(Exercise description):
For the entries that appear below, write out the exact text and omit the pictures.

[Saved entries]
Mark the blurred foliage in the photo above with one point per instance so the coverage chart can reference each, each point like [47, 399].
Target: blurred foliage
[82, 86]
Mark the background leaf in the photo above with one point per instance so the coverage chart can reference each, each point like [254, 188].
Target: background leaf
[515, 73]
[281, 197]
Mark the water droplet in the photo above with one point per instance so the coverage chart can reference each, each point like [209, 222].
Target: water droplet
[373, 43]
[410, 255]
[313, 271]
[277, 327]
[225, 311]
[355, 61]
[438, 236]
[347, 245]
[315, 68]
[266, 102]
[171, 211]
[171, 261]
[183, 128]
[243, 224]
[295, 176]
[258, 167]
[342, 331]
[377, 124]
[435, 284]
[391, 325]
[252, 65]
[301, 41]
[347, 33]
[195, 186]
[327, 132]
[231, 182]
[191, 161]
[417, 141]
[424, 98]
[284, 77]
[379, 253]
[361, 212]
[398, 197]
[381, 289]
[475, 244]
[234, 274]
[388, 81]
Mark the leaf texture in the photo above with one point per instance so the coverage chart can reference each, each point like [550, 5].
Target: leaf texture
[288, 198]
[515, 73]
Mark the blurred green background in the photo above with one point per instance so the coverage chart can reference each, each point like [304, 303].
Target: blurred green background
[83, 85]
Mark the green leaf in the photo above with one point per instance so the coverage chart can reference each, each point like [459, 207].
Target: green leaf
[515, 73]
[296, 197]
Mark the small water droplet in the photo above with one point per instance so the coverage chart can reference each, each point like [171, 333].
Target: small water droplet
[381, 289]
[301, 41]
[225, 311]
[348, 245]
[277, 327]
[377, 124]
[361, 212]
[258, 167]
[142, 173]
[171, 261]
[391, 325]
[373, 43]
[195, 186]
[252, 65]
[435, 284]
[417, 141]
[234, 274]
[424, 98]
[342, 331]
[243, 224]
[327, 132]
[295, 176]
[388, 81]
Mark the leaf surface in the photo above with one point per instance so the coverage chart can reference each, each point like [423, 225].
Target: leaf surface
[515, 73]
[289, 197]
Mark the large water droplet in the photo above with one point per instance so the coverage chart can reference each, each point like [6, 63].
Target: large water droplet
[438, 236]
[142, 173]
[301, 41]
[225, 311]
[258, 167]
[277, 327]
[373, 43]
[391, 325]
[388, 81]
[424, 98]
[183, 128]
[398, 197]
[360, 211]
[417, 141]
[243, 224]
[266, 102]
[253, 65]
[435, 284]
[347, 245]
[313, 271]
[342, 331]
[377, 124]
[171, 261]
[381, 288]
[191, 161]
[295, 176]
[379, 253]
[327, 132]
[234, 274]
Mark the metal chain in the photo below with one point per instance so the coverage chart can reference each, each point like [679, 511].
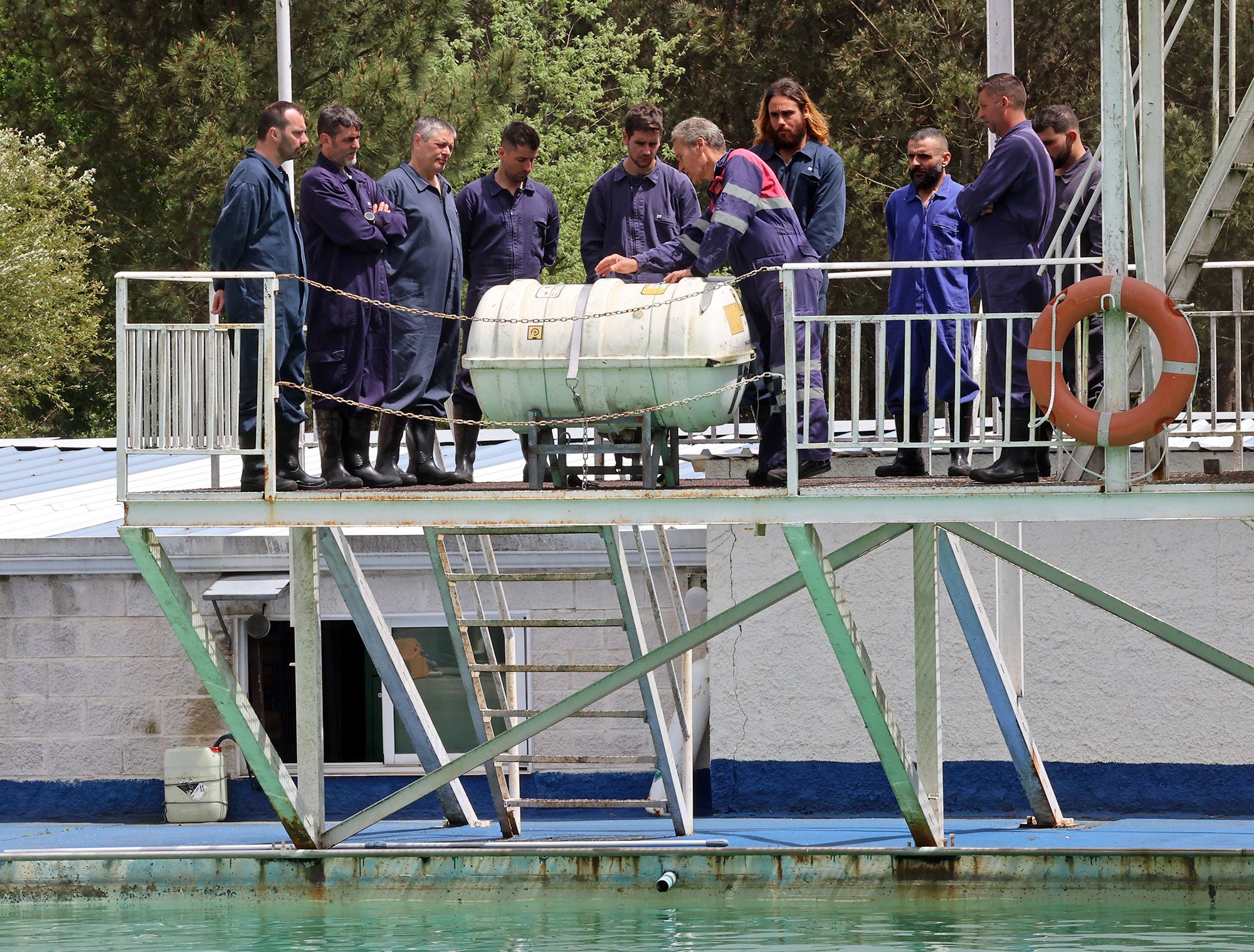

(Output of the exercise):
Mark the blurred foliage in the photo above with one point per instance so the coverage chart can reference each, each point like [47, 399].
Target: blurred foliage
[82, 86]
Mark the background leaf in the photo above with one point per instance so the coverage chart can reference each, each point like [254, 188].
Target: background leaf
[515, 73]
[281, 197]
Mark the water droplet in the photo above with one point per instance so the coverage chart can reference each, each point like [209, 222].
Target: water droplet
[373, 43]
[410, 255]
[313, 271]
[277, 327]
[225, 311]
[355, 61]
[438, 236]
[347, 245]
[315, 68]
[266, 102]
[171, 211]
[171, 261]
[183, 128]
[243, 224]
[295, 176]
[258, 167]
[342, 331]
[377, 124]
[435, 284]
[391, 325]
[252, 65]
[301, 41]
[347, 33]
[195, 186]
[327, 132]
[231, 182]
[191, 161]
[417, 141]
[424, 98]
[284, 77]
[379, 253]
[361, 212]
[398, 197]
[381, 289]
[475, 244]
[234, 274]
[388, 81]
Mark the leaf texture in the photo above with one point per instance so the coverage chart can reference each, each point like [550, 5].
Target: leaf texture
[288, 198]
[515, 73]
Mark the blurred green background in the photo above with one point per instance so the coverage chart can reference each, each point like [304, 303].
Target: blurred green background
[83, 85]
Mark the green leaf in the photo above with one point per instance so the coverage chart can reference each, each point like [459, 207].
Target: green leaf
[515, 73]
[296, 197]
Mark the small water droplet in the photo above with one point per instance so the coverage chart can reference each, each point like [171, 333].
Target: small water droplet
[381, 289]
[301, 41]
[225, 311]
[348, 245]
[277, 327]
[377, 124]
[361, 212]
[258, 167]
[142, 173]
[171, 261]
[391, 325]
[373, 43]
[195, 186]
[252, 65]
[435, 284]
[417, 141]
[234, 274]
[424, 98]
[342, 331]
[243, 224]
[327, 132]
[295, 176]
[388, 81]
Mark the leaf surface in the photo above with one point per instance so the coverage chart can reference each, each point like [423, 225].
Target: leaf surface
[515, 73]
[289, 197]
Mark the large water droplet in the photo above with one point per instance so the coverage chart can reference each, each point like [6, 63].
Target: large water droplet
[438, 236]
[142, 173]
[301, 41]
[225, 311]
[258, 167]
[277, 327]
[373, 43]
[391, 325]
[388, 81]
[424, 98]
[183, 128]
[398, 197]
[360, 211]
[417, 141]
[243, 224]
[266, 102]
[253, 65]
[435, 284]
[347, 245]
[313, 271]
[342, 331]
[377, 124]
[171, 261]
[381, 288]
[191, 161]
[295, 176]
[379, 253]
[327, 132]
[234, 274]
Mark the metal chain in the photo below with one point per instance so the coverage chart can reference each, each point like [679, 511].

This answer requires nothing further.